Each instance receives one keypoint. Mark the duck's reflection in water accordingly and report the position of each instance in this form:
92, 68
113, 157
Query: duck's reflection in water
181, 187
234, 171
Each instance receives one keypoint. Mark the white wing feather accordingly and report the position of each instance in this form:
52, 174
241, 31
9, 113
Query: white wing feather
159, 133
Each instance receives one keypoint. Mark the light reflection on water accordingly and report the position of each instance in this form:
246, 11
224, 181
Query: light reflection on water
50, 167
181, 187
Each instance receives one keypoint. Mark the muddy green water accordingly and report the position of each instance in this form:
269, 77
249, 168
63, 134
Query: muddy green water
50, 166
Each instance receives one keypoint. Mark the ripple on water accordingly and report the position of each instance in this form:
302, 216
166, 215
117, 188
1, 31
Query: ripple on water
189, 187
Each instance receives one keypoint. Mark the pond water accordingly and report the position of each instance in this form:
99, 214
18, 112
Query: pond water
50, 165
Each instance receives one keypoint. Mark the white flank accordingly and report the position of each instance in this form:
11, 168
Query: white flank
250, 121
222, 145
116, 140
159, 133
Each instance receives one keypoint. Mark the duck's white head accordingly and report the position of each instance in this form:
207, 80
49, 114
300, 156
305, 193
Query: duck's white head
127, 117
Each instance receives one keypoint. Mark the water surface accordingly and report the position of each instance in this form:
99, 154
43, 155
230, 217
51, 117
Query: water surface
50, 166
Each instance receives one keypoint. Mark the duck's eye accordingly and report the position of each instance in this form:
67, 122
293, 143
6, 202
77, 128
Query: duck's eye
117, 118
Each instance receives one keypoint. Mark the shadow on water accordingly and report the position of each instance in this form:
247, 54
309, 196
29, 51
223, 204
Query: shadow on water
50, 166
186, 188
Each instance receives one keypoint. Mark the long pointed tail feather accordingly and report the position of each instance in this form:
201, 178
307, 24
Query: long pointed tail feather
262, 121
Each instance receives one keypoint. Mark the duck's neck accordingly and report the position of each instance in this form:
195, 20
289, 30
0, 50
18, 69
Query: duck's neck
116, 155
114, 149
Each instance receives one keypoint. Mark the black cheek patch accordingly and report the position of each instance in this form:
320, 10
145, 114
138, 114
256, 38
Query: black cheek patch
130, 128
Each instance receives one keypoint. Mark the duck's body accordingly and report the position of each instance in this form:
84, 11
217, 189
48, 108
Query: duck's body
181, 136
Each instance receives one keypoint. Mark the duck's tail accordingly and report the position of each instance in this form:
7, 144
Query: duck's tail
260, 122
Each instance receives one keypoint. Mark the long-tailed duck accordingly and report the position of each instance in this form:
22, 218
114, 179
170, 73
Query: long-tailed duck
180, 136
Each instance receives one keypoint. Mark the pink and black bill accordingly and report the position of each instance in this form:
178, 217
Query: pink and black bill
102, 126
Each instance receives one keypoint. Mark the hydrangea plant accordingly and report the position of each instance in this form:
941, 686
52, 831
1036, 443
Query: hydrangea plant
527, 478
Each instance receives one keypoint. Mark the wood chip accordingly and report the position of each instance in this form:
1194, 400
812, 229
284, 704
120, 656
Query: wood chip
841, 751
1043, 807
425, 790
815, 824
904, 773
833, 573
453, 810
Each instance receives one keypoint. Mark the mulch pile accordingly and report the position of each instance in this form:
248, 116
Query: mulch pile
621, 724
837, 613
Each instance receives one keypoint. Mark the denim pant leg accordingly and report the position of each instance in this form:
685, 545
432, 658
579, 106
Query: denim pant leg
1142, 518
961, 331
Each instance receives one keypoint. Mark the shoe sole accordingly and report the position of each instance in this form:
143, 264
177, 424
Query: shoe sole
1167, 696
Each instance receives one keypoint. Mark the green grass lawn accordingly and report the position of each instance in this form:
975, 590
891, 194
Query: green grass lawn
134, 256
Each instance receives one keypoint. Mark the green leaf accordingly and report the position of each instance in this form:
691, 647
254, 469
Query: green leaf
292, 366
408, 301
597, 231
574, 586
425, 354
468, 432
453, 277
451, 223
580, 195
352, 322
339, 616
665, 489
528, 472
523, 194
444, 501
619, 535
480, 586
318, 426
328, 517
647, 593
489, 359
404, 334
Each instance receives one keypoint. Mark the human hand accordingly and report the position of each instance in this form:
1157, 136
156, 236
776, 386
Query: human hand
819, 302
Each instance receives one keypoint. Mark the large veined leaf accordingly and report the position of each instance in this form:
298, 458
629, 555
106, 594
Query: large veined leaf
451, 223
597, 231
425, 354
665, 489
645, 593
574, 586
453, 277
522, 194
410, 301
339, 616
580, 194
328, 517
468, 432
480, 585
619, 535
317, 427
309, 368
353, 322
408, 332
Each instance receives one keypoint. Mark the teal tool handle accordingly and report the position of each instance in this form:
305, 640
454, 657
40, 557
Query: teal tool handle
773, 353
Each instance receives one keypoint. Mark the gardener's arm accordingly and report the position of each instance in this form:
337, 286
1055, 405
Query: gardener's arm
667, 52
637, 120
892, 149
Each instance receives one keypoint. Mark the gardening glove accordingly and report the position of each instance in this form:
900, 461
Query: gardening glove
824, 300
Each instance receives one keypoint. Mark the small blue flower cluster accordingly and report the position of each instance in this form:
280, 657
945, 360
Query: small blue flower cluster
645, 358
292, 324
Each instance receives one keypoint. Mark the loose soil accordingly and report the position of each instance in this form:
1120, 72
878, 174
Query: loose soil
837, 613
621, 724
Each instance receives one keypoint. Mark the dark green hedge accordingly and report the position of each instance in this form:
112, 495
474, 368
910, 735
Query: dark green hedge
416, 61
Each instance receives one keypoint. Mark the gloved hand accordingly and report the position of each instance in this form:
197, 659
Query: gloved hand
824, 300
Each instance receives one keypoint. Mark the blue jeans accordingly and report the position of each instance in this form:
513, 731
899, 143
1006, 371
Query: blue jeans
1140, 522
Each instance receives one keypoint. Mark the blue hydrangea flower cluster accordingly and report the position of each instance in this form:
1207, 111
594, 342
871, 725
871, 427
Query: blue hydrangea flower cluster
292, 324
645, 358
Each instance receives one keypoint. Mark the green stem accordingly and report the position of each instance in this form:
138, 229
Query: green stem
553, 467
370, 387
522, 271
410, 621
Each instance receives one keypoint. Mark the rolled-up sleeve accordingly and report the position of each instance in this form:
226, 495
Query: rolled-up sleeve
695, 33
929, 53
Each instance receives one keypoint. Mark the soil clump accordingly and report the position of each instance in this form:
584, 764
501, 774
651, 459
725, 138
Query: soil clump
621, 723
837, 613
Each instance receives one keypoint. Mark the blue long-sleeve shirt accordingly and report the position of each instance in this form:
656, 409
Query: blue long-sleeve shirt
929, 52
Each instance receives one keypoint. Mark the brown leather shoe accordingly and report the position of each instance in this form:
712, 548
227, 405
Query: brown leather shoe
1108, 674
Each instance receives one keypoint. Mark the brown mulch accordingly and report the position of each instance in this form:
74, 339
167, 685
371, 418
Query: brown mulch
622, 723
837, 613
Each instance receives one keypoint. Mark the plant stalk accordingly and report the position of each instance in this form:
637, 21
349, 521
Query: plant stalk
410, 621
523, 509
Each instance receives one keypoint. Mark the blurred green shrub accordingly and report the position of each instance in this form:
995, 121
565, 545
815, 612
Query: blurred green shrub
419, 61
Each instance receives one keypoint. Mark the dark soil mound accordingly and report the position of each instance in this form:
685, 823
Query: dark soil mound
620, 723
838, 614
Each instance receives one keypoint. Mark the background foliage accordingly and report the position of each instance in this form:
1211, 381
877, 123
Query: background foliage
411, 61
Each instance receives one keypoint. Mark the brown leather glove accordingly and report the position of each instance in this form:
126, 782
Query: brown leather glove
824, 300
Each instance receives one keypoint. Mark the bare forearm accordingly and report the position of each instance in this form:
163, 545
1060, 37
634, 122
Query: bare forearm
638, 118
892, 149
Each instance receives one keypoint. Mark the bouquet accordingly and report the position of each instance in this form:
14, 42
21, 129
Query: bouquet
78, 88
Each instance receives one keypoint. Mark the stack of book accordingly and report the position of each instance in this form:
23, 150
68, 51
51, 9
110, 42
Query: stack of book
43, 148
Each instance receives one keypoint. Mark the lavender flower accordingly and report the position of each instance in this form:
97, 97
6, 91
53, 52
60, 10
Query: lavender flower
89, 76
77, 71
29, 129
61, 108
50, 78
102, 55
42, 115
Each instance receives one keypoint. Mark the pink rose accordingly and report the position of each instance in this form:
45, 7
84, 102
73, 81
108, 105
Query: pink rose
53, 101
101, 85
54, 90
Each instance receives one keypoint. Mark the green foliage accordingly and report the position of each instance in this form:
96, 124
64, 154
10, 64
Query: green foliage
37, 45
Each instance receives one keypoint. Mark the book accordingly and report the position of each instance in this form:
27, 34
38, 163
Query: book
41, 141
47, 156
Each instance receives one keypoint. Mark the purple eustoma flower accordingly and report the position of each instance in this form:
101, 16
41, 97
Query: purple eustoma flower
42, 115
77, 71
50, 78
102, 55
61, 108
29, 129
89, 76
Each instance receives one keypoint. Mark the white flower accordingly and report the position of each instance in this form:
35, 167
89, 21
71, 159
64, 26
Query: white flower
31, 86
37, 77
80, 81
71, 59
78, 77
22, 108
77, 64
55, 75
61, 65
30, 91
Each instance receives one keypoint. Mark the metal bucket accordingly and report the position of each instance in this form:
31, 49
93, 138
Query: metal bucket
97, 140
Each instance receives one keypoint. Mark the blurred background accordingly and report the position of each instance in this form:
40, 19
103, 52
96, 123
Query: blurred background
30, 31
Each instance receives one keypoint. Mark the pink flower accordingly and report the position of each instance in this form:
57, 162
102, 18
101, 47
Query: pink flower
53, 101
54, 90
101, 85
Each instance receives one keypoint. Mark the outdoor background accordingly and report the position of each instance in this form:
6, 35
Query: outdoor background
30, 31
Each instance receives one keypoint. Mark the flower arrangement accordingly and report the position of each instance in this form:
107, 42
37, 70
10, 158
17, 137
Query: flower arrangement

____________

WHAT TO PRODUCE
Write out once more the lines above beginning at the line with "Each instance receives one keypoint. Mark the metal"; continue through the final line and stop there.

FINISHED ANSWER
Each instance receives one keypoint. Mark the metal bucket accordingly and report the position of each instance in this form:
31, 49
93, 138
Query: metal bucket
97, 140
Each instance receives one keypoint. Mark the blurred background accordingly and report the position of each instance in this form:
40, 19
103, 52
96, 123
Query: blurred background
30, 31
Each instance receives one keypoint. Mark the pink flower accordingly and report the position of each instance in this form:
57, 162
102, 18
101, 47
Query: pink flower
53, 101
54, 90
101, 85
Each instance receives one keypoint. Mark the outdoor background accordingly and report the position of each instance in this form:
6, 35
Query: outdoor background
30, 31
Each instance receives one keypoint. Mark the flower arrangement accordingly and report the position of each instance in this form:
107, 42
37, 70
10, 158
17, 137
Query: flower arrangement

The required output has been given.